WORK REQUIRED:
Count the lines in the items below that contain the word "countertop" and give only that number.

════

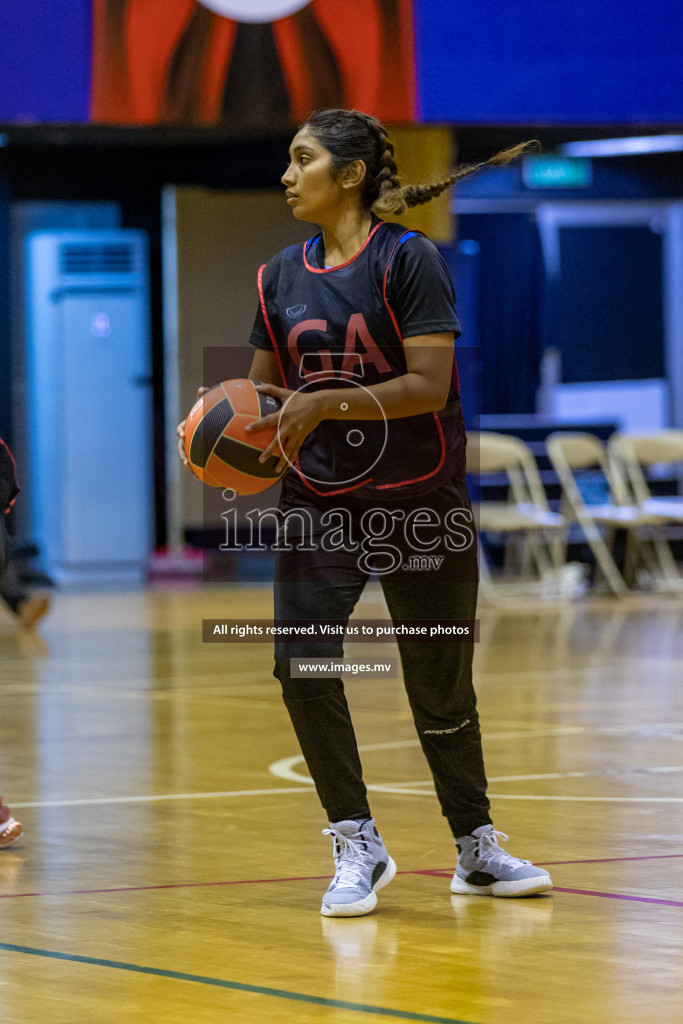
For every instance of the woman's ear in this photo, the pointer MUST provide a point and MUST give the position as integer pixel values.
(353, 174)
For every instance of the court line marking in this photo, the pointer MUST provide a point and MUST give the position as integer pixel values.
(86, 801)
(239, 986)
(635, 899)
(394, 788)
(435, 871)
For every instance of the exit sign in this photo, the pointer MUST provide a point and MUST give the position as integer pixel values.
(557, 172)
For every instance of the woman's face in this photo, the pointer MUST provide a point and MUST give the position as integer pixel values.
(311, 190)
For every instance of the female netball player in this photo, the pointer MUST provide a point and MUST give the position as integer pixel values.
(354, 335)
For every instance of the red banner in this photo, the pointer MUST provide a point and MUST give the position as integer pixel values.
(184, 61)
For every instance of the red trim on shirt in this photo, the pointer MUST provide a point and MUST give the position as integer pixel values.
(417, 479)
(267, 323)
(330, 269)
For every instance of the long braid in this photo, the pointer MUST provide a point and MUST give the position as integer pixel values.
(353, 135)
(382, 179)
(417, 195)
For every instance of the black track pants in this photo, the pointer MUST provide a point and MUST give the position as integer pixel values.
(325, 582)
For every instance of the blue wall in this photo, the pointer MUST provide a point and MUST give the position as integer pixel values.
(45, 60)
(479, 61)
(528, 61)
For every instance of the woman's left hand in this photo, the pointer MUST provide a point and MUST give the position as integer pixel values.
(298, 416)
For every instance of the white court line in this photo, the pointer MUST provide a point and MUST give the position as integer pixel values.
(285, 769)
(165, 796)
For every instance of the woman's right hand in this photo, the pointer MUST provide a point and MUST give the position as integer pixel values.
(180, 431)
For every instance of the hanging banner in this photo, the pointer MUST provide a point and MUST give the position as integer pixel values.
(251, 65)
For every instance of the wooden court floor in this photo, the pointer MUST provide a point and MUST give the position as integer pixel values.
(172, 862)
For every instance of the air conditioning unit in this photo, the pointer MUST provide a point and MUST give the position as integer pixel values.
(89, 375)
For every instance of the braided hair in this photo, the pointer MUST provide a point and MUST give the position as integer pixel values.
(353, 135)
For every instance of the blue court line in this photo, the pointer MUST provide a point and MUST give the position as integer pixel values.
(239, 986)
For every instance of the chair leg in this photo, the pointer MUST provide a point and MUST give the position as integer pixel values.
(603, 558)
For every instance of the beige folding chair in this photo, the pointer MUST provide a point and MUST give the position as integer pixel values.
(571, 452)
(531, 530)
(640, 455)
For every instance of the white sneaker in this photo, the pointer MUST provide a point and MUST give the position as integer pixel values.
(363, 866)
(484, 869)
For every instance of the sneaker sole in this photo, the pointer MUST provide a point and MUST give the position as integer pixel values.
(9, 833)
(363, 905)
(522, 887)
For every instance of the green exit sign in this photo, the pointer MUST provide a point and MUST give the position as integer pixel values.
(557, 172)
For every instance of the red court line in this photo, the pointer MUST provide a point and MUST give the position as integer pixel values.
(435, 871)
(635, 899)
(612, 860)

════

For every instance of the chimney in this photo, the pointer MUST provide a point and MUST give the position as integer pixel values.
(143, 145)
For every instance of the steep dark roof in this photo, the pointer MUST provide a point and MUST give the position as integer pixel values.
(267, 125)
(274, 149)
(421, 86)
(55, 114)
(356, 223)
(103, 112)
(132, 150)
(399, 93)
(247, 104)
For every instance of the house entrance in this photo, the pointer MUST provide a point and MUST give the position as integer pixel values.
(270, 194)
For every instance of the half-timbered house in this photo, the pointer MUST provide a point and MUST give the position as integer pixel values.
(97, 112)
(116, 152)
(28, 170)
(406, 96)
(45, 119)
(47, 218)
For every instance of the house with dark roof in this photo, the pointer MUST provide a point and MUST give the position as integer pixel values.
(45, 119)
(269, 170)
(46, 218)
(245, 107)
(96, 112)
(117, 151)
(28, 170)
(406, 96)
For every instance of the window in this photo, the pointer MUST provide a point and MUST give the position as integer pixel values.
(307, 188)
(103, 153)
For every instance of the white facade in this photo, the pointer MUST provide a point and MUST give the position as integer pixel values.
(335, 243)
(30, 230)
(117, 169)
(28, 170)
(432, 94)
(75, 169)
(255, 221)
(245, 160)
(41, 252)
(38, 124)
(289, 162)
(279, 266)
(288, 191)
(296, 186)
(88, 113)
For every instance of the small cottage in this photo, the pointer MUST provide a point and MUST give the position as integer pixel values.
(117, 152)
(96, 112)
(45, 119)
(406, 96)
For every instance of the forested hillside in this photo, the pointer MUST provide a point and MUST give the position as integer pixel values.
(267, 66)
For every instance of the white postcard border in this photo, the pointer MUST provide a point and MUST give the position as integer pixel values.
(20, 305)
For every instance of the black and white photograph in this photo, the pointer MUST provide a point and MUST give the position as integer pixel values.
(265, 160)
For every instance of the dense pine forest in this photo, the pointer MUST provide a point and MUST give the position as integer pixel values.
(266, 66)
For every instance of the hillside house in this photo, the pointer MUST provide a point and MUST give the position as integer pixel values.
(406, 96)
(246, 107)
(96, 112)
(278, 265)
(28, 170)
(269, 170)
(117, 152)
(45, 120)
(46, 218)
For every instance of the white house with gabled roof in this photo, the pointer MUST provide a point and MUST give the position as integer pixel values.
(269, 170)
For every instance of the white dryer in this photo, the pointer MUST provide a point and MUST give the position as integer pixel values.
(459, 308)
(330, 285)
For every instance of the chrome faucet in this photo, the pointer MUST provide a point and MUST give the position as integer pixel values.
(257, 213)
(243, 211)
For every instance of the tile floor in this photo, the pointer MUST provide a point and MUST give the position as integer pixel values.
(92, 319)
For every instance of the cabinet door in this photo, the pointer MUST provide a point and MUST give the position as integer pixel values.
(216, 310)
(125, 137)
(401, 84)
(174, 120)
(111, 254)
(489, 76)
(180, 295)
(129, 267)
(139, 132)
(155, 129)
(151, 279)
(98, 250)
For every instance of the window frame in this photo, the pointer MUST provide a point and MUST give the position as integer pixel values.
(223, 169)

════

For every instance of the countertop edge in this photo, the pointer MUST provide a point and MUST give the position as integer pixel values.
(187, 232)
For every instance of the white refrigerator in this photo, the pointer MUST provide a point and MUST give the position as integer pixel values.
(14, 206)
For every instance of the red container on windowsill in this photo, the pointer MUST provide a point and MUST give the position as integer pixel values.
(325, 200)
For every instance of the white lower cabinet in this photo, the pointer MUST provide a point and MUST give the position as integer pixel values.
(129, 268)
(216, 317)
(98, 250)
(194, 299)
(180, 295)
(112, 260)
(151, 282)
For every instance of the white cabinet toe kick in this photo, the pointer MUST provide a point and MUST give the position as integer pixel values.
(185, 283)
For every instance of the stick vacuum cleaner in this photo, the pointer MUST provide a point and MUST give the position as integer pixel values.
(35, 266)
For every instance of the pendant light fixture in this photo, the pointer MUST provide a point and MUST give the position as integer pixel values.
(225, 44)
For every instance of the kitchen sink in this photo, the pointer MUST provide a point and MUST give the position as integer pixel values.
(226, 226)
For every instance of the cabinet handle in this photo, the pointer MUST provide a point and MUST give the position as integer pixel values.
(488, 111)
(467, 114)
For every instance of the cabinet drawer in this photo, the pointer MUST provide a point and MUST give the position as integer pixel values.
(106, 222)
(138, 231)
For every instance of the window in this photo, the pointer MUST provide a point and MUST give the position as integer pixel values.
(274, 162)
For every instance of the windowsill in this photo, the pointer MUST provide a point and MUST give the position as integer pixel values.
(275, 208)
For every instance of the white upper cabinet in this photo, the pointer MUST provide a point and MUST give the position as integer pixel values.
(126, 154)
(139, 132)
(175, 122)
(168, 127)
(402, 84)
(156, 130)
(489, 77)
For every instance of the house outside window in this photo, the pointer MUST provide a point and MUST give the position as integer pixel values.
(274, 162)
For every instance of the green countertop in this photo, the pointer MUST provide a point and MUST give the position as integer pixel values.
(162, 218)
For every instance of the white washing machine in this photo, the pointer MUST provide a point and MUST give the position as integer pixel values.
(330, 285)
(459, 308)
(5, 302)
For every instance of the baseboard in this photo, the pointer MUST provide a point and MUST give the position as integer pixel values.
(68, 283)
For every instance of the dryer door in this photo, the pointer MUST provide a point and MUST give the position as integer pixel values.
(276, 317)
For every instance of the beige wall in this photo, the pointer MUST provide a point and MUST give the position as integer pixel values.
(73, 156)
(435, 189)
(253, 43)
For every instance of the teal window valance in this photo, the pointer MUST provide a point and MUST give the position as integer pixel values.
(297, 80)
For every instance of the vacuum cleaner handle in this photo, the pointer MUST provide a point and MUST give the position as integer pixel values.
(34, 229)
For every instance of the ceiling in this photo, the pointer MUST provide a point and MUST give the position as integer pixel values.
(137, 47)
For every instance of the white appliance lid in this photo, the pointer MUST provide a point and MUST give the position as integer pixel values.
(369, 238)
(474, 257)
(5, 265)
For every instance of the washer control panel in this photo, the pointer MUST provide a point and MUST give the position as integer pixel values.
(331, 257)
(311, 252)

════

RESULT OF THIS EXERCISE:
2